● ITEMS
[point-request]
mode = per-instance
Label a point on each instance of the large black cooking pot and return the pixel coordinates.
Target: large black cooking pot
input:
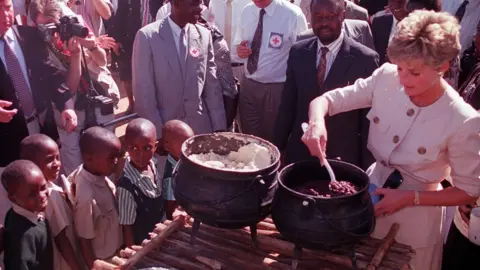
(220, 197)
(315, 222)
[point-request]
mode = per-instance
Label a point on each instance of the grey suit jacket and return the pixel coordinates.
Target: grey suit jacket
(162, 92)
(355, 29)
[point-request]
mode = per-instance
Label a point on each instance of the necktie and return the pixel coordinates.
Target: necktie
(183, 51)
(18, 80)
(256, 43)
(322, 67)
(461, 11)
(228, 23)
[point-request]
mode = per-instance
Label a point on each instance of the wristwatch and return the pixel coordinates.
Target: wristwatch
(416, 199)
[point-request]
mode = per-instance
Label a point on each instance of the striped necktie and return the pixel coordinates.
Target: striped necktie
(19, 82)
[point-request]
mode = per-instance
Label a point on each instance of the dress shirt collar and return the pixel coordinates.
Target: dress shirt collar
(10, 35)
(333, 47)
(270, 9)
(31, 216)
(175, 28)
(94, 179)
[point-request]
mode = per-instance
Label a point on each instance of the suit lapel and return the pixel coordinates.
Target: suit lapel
(170, 48)
(194, 51)
(310, 63)
(339, 68)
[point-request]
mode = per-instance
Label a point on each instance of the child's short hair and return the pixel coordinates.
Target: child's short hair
(15, 174)
(140, 126)
(30, 146)
(94, 139)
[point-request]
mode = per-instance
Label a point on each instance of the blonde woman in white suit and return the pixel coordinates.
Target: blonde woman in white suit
(419, 126)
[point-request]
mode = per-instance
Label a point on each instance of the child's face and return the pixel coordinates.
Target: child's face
(104, 163)
(141, 149)
(48, 160)
(33, 195)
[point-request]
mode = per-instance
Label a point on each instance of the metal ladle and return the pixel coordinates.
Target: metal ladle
(325, 161)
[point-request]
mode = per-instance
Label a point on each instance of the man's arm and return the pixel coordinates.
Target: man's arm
(143, 82)
(288, 110)
(212, 92)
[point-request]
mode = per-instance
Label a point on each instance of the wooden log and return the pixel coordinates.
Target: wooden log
(155, 242)
(386, 243)
(231, 251)
(176, 262)
(102, 265)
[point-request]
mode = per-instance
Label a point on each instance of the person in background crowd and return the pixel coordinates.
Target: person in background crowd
(175, 133)
(138, 15)
(224, 14)
(70, 63)
(373, 6)
(28, 241)
(166, 9)
(26, 97)
(315, 66)
(169, 58)
(354, 29)
(95, 211)
(467, 13)
(435, 5)
(459, 252)
(384, 26)
(420, 129)
(224, 72)
(266, 31)
(43, 151)
(352, 11)
(93, 13)
(142, 194)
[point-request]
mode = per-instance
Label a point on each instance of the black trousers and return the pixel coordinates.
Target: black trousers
(459, 253)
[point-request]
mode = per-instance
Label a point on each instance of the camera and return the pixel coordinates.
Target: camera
(68, 27)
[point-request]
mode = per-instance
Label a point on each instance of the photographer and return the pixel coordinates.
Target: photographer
(84, 64)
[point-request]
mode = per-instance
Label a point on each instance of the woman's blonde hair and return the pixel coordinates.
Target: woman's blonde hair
(428, 35)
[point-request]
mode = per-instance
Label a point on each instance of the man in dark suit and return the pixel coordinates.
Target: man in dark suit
(29, 83)
(384, 26)
(316, 65)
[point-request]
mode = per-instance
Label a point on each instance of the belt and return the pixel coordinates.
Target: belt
(31, 118)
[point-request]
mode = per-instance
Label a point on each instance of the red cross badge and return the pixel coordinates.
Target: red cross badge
(194, 52)
(275, 41)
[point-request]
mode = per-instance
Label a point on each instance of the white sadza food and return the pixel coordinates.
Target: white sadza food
(250, 157)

● WHAT TO DO
Replicate the material above verbatim; images stay out of the copy.

● REPLY
[point-request]
mode = per-instance
Label a point on each instance of the large black cooking pot and return the pixel coordinates.
Target: large black cooking pot
input:
(220, 197)
(315, 222)
[point-request]
mode = per-instance
Label a point on each instance of the grey suit jacket and return the pixel coordinates.
Target: grey suit jacket
(162, 92)
(355, 29)
[point-request]
mode = per-instance
Label a point on each instance of the necktie and return the pixel coordinates.
Target: necktie
(183, 51)
(18, 80)
(256, 43)
(322, 67)
(461, 11)
(228, 23)
[point-request]
mode = per-instance
Label a point on each instance of the wristwatch and return the pixel coordinates.
Target: wristwatch
(416, 199)
[point-request]
mode = per-instance
Label a point on each instance of the striped necktie and return the pixel coordinates.
Target: striped necktie
(19, 82)
[point-request]
mode = per-instance
Label a point on each instance of the dress shirt collar and return the pixel coordinates.
Target: dress shirt collar
(10, 35)
(333, 47)
(270, 9)
(31, 216)
(175, 28)
(94, 179)
[point-request]
mode = per-instance
Label a point on each instance of the suit lapel and return the pixel coordinates.
Target: suit lapel
(170, 48)
(194, 51)
(310, 63)
(339, 68)
[point-request]
mode = per-instance
Label a point on each instance of the child's short hair and return the pixel coordinates.
Target: child's short hair
(15, 174)
(140, 126)
(30, 146)
(94, 139)
[point-request]
mode = per-instance
Label a point on each instance of the blonde woman in white suit and return the pixel coordinates.
Target: blonde woman in white suit
(419, 126)
[point-request]
mode = per-instance
Label a point on each instance of the child's face and return the pixel coordinates.
Target: child's face
(104, 163)
(141, 149)
(48, 160)
(33, 195)
[point-request]
mode = per-instance
Label a point on each instance of the metal ladle and return the pixel coordinates.
Target: metal ladle
(325, 161)
[point-request]
mode = per-instance
Label a point on each instance of the man's arm and return the pixel coordinates.
Target: man's arm
(143, 82)
(288, 110)
(212, 92)
[point-request]
mode = per-instance
Label a point on each instance of the wooden log and return the pixel coordinates.
Target: wooden log
(155, 242)
(386, 243)
(231, 251)
(176, 262)
(102, 265)
[point-request]
mode = per-instance
Label a point on each instance of the person in background crowd and return the pixel coordinates.
Target: person in background crowd
(175, 133)
(138, 15)
(224, 14)
(70, 63)
(373, 6)
(28, 241)
(166, 9)
(26, 97)
(315, 66)
(169, 58)
(354, 29)
(95, 211)
(467, 13)
(435, 5)
(459, 252)
(384, 26)
(420, 129)
(224, 72)
(266, 31)
(43, 151)
(352, 11)
(93, 13)
(142, 194)
[point-request]
mode = per-instance
Label a point on each instance of the black trousers and return the pixel coordinates.
Target: black trousers
(459, 253)
[point-request]
mode = per-instance
Label a point on each instance of the camera and return the pixel coordinates.
Target: camera
(68, 27)
[point-request]
mode = per-instance
Label a point on each instance of the photographer and return the pixel coordinates.
Target: photographer
(84, 64)
[point-request]
mode = per-instance
Label a point on each instance of the woman's blonde hair and return the pixel coordinates.
Target: woman's blonde hair
(428, 35)
[point-request]
mode = per-instance
Label a point on each instance of the man in dark suit and return the pixel coordinates.
Target: man in dark suit
(29, 83)
(384, 26)
(316, 65)
[point-request]
mode = per-instance
Label a point on each instance of the belt and return the pixel coordinates.
Target: belt
(31, 118)
[point-request]
mode = per-instance
Label a point on each instance of the red cross badge and return the pixel coordinates.
Target: red cross badge
(194, 52)
(275, 41)
[point-request]
mode = per-instance
Label a point on each instance of the white sadza food and return the pixel coordinates.
Target: white sadza food
(250, 157)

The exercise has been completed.